Task to carry out — Reproduce all records exactly.

Data provided —

◇ ◇ ◇ ◇ ◇ ◇ ◇

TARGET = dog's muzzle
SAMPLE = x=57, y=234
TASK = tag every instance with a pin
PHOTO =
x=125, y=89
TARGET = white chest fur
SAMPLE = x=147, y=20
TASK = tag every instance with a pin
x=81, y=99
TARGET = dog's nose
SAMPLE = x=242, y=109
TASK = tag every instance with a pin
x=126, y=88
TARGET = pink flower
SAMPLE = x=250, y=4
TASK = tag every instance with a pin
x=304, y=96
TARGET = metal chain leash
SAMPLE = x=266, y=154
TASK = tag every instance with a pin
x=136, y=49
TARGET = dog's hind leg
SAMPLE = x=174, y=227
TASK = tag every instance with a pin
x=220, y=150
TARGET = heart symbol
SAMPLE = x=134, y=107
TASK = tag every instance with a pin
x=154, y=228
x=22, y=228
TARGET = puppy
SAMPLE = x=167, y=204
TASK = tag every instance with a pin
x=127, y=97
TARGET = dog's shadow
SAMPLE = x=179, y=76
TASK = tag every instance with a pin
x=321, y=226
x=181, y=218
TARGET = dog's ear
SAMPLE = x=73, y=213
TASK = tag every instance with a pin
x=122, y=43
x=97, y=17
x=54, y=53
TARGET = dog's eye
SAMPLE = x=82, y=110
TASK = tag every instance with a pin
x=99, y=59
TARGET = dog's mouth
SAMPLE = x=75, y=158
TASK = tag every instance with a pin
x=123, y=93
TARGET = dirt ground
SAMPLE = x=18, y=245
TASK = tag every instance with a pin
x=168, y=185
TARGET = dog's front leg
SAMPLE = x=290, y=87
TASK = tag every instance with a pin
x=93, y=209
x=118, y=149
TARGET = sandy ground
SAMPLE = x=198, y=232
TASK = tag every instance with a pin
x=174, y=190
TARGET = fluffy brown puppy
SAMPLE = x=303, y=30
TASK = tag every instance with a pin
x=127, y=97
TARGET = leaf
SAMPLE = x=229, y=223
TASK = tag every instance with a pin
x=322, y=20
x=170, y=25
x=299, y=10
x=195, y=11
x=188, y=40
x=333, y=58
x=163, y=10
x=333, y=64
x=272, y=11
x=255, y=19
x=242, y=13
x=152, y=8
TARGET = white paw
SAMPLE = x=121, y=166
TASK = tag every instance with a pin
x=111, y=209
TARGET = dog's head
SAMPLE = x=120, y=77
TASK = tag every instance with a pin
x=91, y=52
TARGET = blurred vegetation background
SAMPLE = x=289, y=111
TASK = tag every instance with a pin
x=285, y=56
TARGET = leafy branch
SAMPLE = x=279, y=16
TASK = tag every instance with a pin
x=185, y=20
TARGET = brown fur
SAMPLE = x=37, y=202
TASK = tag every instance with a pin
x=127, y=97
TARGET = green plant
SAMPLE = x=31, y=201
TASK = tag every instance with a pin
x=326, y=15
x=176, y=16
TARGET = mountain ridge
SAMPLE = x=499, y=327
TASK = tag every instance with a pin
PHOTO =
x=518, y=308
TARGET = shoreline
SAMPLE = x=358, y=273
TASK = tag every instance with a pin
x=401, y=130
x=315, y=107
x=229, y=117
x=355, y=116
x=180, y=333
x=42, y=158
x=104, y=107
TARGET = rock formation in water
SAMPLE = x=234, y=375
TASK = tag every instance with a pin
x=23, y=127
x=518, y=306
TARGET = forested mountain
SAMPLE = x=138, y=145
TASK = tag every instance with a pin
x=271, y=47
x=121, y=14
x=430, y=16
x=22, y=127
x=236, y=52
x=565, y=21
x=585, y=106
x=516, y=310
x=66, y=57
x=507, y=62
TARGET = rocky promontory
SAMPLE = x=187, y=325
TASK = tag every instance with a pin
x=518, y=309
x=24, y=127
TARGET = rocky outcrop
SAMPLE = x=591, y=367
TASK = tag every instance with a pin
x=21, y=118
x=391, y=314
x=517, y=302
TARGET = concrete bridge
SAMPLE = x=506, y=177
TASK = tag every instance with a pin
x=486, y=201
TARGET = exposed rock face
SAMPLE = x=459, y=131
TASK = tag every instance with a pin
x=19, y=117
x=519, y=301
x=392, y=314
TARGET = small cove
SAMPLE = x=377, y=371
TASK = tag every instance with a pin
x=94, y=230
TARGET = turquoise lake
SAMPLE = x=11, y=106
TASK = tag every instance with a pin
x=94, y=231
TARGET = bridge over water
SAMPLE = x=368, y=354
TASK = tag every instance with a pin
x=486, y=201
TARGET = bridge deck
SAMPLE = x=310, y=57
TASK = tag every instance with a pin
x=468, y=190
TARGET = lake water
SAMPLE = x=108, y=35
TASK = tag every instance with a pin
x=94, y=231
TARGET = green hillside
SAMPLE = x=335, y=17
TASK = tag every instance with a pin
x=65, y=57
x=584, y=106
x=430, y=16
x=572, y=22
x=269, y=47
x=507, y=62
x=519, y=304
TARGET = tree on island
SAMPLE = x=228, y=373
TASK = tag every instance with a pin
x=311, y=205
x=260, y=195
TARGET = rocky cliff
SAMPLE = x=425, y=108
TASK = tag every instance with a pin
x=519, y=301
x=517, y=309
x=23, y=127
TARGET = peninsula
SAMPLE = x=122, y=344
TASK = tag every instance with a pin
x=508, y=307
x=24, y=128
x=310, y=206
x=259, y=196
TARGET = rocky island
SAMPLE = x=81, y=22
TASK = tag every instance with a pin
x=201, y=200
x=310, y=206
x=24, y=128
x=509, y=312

◇ ◇ ◇ ◇ ◇ ◇ ◇

Response area —
TARGET = dog's muzzle
SAMPLE = x=57, y=234
TASK = tag every instance with a pin
PHOTO =
x=125, y=89
TARGET = white chest fur
SAMPLE = x=147, y=20
TASK = tag every instance with a pin
x=81, y=99
TARGET = dog's nose
SAMPLE = x=242, y=109
TASK = tag every instance with a pin
x=126, y=88
TARGET = pink flower
SAMPLE = x=250, y=4
TASK = tag every instance with a pin
x=304, y=96
TARGET = metal chain leash
SAMPLE = x=266, y=154
TASK = tag every instance with a pin
x=136, y=49
TARGET = dog's hind leg
SAMPLE = x=174, y=227
TASK = tag every instance with a pin
x=220, y=150
TARGET = heart symbol
SAMPLE = x=134, y=107
TASK = tag every instance with a pin
x=154, y=228
x=22, y=228
TARGET = puppy
SAMPLE = x=167, y=204
TASK = tag every instance with a pin
x=127, y=97
TARGET = dog's shadow
SAMPLE = x=179, y=76
TASK = tag every instance with a pin
x=321, y=226
x=181, y=218
TARGET = dog's ear
SAMPLE = x=73, y=213
TASK = tag every instance with a pin
x=122, y=43
x=97, y=17
x=54, y=53
TARGET = dog's eye
SAMPLE = x=82, y=110
TASK = tag every instance with a pin
x=99, y=59
TARGET = dog's mouth
SAMPLE = x=75, y=158
TASK = tag every instance with a pin
x=123, y=93
TARGET = dirt ground
SAMPLE = x=18, y=245
TASK = tag every instance with a pin
x=168, y=185
TARGET = dog's front leg
SAMPLE = x=290, y=87
TASK = tag every instance with a pin
x=93, y=209
x=118, y=149
TARGET = sandy ground
SAMPLE = x=198, y=232
TASK = tag every instance with a pin
x=174, y=190
TARGET = fluffy brown puppy
SAMPLE = x=303, y=30
TASK = tag every instance with a pin
x=127, y=97
TARGET = leaf
SAMPLE = x=229, y=223
TASK = tag every instance with a pin
x=322, y=20
x=170, y=25
x=299, y=10
x=195, y=11
x=188, y=40
x=333, y=58
x=163, y=10
x=333, y=64
x=272, y=11
x=255, y=19
x=242, y=13
x=152, y=8
TARGET = white paw
SAMPLE = x=121, y=166
TASK = tag every instance with a pin
x=111, y=209
TARGET = dog's head
SAMPLE = x=120, y=77
TASK = tag every instance with a pin
x=91, y=52
TARGET = blurred vegetation background
SAMPLE = x=289, y=111
TASK = tag every instance with a pin
x=285, y=56
TARGET = leafy branch
SAMPLE = x=279, y=16
TASK = tag every instance with a pin
x=185, y=20
TARGET = brown fur
SAMPLE = x=37, y=202
TASK = tag every instance with a pin
x=127, y=97
TARGET = green plant
SAMPLE = x=31, y=201
TASK = tag every instance with a pin
x=326, y=15
x=176, y=16
TARGET = mountain ridge
SAMPLE = x=499, y=327
TASK = tag every instance with a pin
PHOTO =
x=518, y=308
TARGET = shoreline
SAMPLE = x=358, y=273
TASK = tag every instance with a pin
x=401, y=130
x=315, y=107
x=229, y=117
x=355, y=116
x=180, y=333
x=42, y=158
x=104, y=107
TARGET = rock formation in water
SAMPLE = x=234, y=375
TASK = tag every instance with a pin
x=23, y=127
x=518, y=306
TARGET = forested mountain
SAMPLE = x=138, y=145
TASK = tag every instance with a pin
x=271, y=47
x=121, y=14
x=430, y=16
x=22, y=127
x=236, y=52
x=565, y=21
x=585, y=106
x=516, y=310
x=66, y=57
x=507, y=62
TARGET = rocky promontory
SAMPLE = x=187, y=325
TASK = tag every instance with a pin
x=518, y=309
x=24, y=127
TARGET = rocky outcrop
SAMPLE = x=591, y=367
TASK = tag every instance with a pin
x=21, y=118
x=391, y=314
x=517, y=302
TARGET = concrete bridge
SAMPLE = x=506, y=177
TASK = tag every instance with a pin
x=486, y=201
TARGET = exposed rock face
SAMPLE = x=459, y=131
TASK = tag every instance with a pin
x=19, y=117
x=519, y=301
x=392, y=314
TARGET = small cove
SAMPLE = x=377, y=371
TASK = tag every instance with a pin
x=94, y=230
TARGET = turquoise lake
SAMPLE = x=11, y=106
TASK = tag every instance with a pin
x=94, y=231
TARGET = bridge over water
SAMPLE = x=368, y=354
TASK = tag every instance with a pin
x=486, y=201
TARGET = bridge deck
SAMPLE = x=310, y=57
TASK = tag every instance with a pin
x=468, y=190
TARGET = lake water
SAMPLE = x=108, y=35
TASK = tag every instance with a pin
x=94, y=231
TARGET = green hillside
SAMPLE = x=335, y=17
TASK = tag every instance with a pin
x=65, y=57
x=584, y=106
x=430, y=16
x=572, y=22
x=269, y=47
x=507, y=62
x=519, y=304
TARGET = tree on island
SAMPLE = x=228, y=373
TASK = tag every instance with a pin
x=311, y=205
x=260, y=195
TARGET = rocky cliff
SAMPLE = x=425, y=108
TASK = tag every instance with a pin
x=519, y=301
x=517, y=309
x=23, y=127
TARGET = peninsula
SAMPLE = x=122, y=344
TASK = tag every instance with a pin
x=508, y=307
x=24, y=128
x=310, y=206
x=259, y=196
TARGET = rocky island
SAMPLE = x=81, y=22
TASK = tag every instance with a pin
x=201, y=200
x=310, y=206
x=24, y=128
x=509, y=312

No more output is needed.